• **Task statement**: Wherever the word "black" appears in the entries, copy the whole line.

Point localization data
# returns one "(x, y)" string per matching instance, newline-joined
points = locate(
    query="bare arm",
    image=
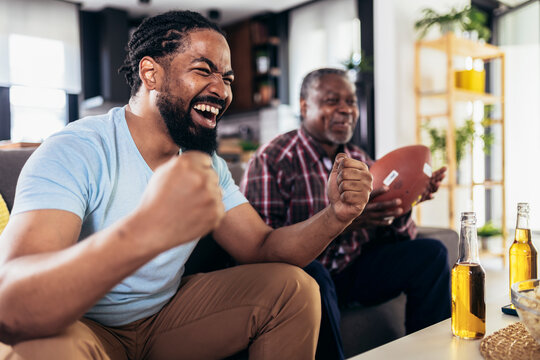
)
(48, 281)
(246, 237)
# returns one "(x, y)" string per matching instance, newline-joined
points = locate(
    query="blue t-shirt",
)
(93, 168)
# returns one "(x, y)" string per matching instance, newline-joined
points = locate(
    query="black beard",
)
(183, 130)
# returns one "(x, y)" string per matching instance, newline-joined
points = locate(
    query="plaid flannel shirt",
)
(286, 183)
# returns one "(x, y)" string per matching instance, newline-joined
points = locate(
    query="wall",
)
(519, 37)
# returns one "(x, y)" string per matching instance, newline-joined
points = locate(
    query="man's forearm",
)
(301, 243)
(41, 294)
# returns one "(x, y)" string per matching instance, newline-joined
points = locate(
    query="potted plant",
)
(470, 19)
(464, 137)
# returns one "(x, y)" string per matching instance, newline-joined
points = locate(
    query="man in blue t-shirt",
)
(108, 210)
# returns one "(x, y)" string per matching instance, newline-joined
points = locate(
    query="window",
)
(39, 65)
(38, 110)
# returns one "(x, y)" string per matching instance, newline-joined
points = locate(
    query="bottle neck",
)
(468, 243)
(522, 221)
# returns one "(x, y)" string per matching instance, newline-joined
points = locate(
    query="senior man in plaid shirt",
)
(370, 262)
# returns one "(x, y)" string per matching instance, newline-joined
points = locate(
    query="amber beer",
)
(523, 256)
(468, 284)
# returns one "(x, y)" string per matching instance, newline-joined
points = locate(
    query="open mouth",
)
(206, 115)
(341, 125)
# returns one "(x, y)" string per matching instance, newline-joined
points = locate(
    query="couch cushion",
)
(11, 163)
(4, 214)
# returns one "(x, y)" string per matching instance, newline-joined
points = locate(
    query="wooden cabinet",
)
(451, 97)
(255, 49)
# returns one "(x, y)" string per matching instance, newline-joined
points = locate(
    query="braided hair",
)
(159, 37)
(316, 75)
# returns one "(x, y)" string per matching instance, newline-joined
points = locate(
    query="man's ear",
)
(303, 108)
(148, 69)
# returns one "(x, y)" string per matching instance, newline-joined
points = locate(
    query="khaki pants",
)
(272, 308)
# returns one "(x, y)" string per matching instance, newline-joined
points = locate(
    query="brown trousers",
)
(274, 309)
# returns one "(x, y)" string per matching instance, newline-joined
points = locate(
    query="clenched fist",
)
(349, 186)
(183, 200)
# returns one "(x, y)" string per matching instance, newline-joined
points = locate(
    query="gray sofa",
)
(363, 328)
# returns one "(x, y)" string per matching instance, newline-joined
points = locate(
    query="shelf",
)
(486, 184)
(463, 95)
(464, 47)
(450, 95)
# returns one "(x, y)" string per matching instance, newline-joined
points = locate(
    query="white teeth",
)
(205, 107)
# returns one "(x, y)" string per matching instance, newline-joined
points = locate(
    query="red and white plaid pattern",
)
(286, 183)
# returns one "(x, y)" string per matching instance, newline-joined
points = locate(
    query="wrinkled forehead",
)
(207, 43)
(332, 83)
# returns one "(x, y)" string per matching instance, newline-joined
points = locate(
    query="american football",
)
(406, 171)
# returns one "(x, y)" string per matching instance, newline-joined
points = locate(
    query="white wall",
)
(519, 37)
(320, 35)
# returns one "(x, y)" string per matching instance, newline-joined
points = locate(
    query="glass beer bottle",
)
(522, 252)
(468, 283)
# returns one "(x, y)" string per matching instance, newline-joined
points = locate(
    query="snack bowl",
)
(526, 299)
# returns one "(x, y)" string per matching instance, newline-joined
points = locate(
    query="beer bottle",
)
(522, 252)
(468, 284)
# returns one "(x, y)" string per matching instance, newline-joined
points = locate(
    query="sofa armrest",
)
(447, 236)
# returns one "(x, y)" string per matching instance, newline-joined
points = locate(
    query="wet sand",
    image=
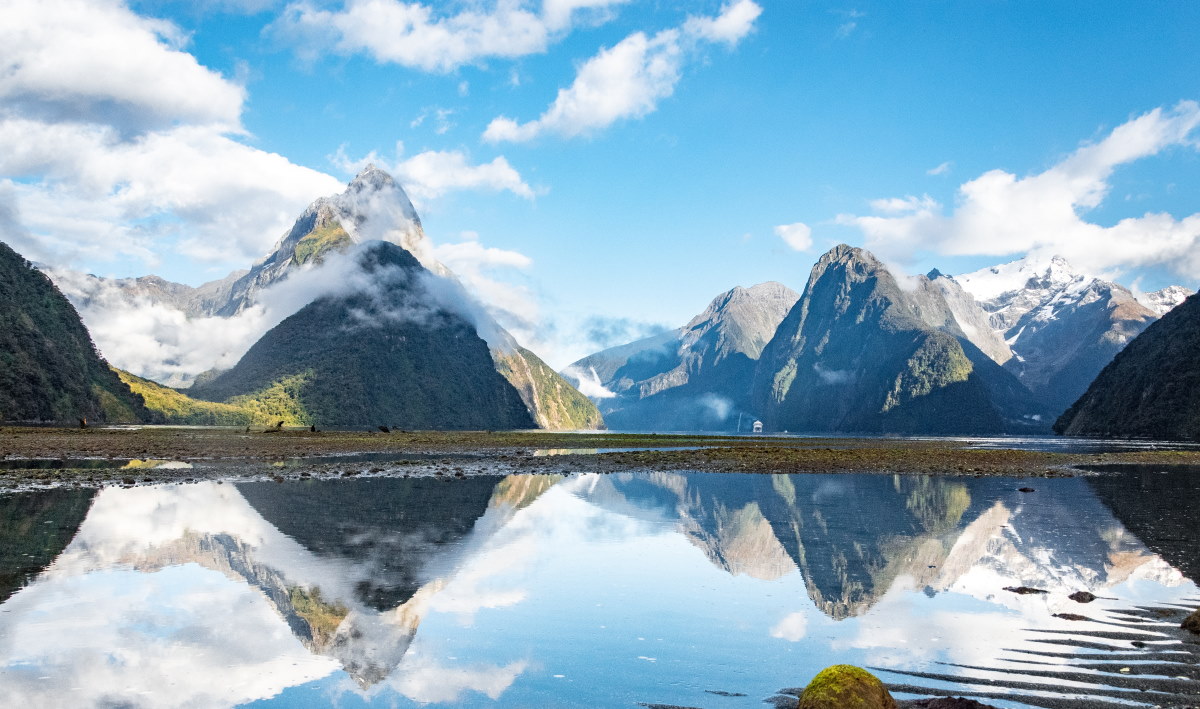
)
(102, 456)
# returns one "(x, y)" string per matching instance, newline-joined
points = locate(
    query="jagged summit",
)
(1031, 272)
(862, 353)
(373, 208)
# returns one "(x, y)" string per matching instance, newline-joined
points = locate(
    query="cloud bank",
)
(117, 144)
(424, 37)
(999, 214)
(628, 80)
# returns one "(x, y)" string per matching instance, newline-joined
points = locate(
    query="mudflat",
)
(45, 456)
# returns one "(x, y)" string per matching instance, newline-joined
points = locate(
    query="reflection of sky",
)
(579, 599)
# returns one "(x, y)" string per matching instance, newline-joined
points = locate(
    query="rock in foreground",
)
(845, 686)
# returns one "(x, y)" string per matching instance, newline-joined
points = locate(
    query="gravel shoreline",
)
(37, 457)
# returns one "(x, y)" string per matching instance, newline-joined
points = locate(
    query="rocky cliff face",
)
(390, 352)
(1063, 326)
(1151, 389)
(858, 353)
(1161, 301)
(373, 206)
(49, 368)
(696, 377)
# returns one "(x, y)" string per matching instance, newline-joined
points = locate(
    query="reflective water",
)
(597, 590)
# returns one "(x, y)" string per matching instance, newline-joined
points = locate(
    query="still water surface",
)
(595, 590)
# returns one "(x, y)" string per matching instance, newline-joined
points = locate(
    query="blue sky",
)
(181, 139)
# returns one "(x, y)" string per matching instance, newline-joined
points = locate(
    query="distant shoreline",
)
(35, 457)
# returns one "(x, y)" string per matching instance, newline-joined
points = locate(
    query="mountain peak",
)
(371, 178)
(1033, 271)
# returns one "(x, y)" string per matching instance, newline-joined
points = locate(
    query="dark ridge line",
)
(1102, 690)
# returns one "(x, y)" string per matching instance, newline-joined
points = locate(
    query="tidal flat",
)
(133, 455)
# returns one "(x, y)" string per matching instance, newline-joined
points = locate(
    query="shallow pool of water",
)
(597, 590)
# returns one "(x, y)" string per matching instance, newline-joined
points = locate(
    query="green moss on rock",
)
(845, 686)
(1192, 623)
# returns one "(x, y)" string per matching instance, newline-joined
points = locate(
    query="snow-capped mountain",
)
(1161, 301)
(696, 377)
(1061, 324)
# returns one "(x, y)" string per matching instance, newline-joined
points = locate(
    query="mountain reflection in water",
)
(559, 590)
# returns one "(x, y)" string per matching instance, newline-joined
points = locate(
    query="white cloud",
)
(899, 205)
(118, 144)
(999, 214)
(102, 197)
(628, 79)
(588, 382)
(433, 173)
(160, 342)
(792, 628)
(427, 682)
(487, 272)
(419, 36)
(77, 59)
(730, 26)
(797, 236)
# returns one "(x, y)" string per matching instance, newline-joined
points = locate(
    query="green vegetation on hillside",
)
(319, 240)
(49, 368)
(179, 408)
(1151, 389)
(280, 401)
(857, 354)
(36, 527)
(553, 402)
(390, 356)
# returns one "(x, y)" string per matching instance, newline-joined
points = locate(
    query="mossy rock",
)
(1192, 622)
(845, 686)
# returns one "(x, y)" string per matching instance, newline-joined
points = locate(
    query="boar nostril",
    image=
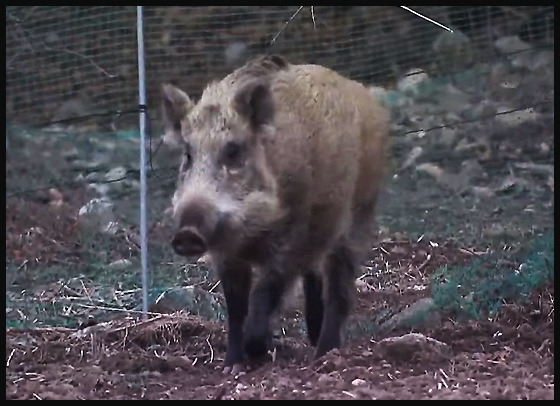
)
(188, 242)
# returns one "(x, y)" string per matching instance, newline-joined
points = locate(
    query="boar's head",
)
(226, 194)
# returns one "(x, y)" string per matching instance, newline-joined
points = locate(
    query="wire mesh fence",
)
(71, 61)
(472, 104)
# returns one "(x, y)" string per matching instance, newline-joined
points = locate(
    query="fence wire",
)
(64, 62)
(72, 121)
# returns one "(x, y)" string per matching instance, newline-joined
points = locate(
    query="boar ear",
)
(254, 103)
(175, 106)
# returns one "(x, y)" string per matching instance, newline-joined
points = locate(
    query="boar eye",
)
(233, 154)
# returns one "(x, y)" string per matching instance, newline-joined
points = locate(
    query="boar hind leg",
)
(236, 282)
(263, 300)
(313, 291)
(339, 274)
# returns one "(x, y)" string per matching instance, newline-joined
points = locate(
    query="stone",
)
(413, 346)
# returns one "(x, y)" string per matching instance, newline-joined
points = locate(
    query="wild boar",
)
(280, 175)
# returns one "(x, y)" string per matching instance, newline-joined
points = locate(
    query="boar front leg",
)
(263, 300)
(338, 289)
(313, 291)
(236, 282)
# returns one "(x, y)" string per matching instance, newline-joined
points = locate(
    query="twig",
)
(285, 25)
(426, 18)
(211, 349)
(87, 58)
(10, 357)
(313, 17)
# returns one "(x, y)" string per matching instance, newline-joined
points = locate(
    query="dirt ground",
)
(65, 341)
(179, 356)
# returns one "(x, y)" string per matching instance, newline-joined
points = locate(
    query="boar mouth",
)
(188, 242)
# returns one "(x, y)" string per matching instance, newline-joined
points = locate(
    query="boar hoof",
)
(188, 242)
(257, 345)
(234, 369)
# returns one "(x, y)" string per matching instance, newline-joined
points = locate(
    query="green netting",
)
(481, 287)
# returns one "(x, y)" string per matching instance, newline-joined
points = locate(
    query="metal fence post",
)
(143, 164)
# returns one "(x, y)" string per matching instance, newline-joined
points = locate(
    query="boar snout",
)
(188, 242)
(197, 225)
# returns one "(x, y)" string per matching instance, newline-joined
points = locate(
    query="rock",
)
(447, 137)
(410, 82)
(235, 53)
(511, 44)
(452, 50)
(453, 100)
(431, 169)
(97, 214)
(192, 298)
(120, 264)
(115, 174)
(516, 118)
(412, 157)
(532, 61)
(424, 311)
(358, 382)
(413, 346)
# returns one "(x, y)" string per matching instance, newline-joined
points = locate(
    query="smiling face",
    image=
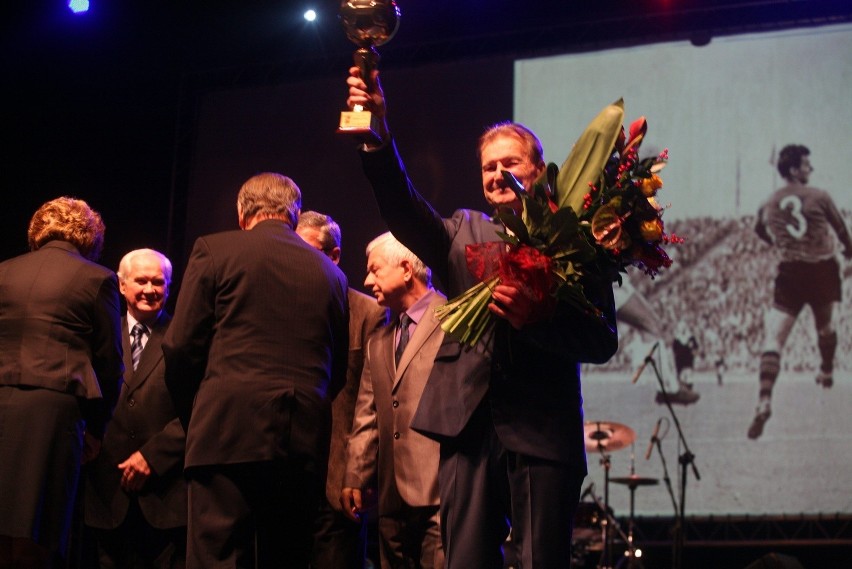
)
(145, 287)
(507, 152)
(387, 281)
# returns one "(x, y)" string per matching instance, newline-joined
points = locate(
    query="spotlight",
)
(78, 6)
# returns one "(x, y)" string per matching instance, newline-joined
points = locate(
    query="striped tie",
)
(137, 333)
(404, 321)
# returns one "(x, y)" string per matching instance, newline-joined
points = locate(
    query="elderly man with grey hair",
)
(135, 498)
(340, 543)
(255, 354)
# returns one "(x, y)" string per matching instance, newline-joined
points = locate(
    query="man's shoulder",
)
(363, 304)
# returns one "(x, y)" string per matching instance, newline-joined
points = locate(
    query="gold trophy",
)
(368, 23)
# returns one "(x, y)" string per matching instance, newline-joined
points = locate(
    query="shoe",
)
(761, 415)
(825, 379)
(681, 397)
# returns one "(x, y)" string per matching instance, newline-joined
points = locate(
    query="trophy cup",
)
(368, 23)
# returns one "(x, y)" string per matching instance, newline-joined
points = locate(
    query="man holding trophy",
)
(507, 412)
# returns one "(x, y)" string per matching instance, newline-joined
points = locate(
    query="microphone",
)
(654, 439)
(641, 368)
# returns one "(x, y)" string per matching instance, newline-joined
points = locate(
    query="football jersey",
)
(800, 220)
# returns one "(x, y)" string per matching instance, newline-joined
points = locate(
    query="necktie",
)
(136, 334)
(404, 321)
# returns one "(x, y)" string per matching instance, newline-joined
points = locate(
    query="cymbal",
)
(606, 435)
(635, 480)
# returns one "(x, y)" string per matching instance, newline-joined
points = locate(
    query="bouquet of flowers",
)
(599, 208)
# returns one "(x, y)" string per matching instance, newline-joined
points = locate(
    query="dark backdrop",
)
(436, 113)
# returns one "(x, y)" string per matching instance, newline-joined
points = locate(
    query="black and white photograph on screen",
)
(756, 187)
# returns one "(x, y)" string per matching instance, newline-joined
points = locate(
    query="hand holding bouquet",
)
(598, 208)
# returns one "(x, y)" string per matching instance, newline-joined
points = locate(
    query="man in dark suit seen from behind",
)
(256, 352)
(340, 543)
(60, 371)
(135, 491)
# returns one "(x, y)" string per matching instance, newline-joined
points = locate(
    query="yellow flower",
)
(651, 185)
(651, 230)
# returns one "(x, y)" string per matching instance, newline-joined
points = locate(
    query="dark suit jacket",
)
(144, 420)
(59, 328)
(257, 347)
(382, 442)
(365, 317)
(530, 376)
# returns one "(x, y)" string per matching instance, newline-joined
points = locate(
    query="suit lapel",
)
(425, 328)
(151, 355)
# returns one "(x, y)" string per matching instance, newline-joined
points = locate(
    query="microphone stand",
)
(606, 556)
(666, 478)
(686, 459)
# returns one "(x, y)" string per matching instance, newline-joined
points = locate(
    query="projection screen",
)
(723, 111)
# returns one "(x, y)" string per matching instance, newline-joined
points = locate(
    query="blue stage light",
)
(78, 6)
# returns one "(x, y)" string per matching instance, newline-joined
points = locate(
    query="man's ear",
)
(334, 255)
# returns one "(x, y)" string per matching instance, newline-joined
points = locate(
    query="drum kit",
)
(595, 527)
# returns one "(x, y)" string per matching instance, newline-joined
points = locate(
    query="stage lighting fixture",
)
(78, 6)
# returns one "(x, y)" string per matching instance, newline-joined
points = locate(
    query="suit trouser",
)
(410, 538)
(484, 487)
(339, 543)
(248, 515)
(137, 544)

• **Solution to the problem**:
    query="black beard",
    query="black and white photograph on screen",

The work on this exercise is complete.